• _Problem statement_: All entries should be output exactly as they stand.

• _Provided records_:
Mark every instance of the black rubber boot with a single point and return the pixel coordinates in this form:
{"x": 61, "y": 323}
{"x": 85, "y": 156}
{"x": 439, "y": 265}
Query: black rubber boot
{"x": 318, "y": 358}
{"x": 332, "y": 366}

• _Response to the exercise_:
Mark every instance of the black rubber boot with a single point and return the pixel coordinates in this form:
{"x": 61, "y": 323}
{"x": 85, "y": 156}
{"x": 439, "y": 265}
Query: black rubber boot
{"x": 318, "y": 358}
{"x": 332, "y": 366}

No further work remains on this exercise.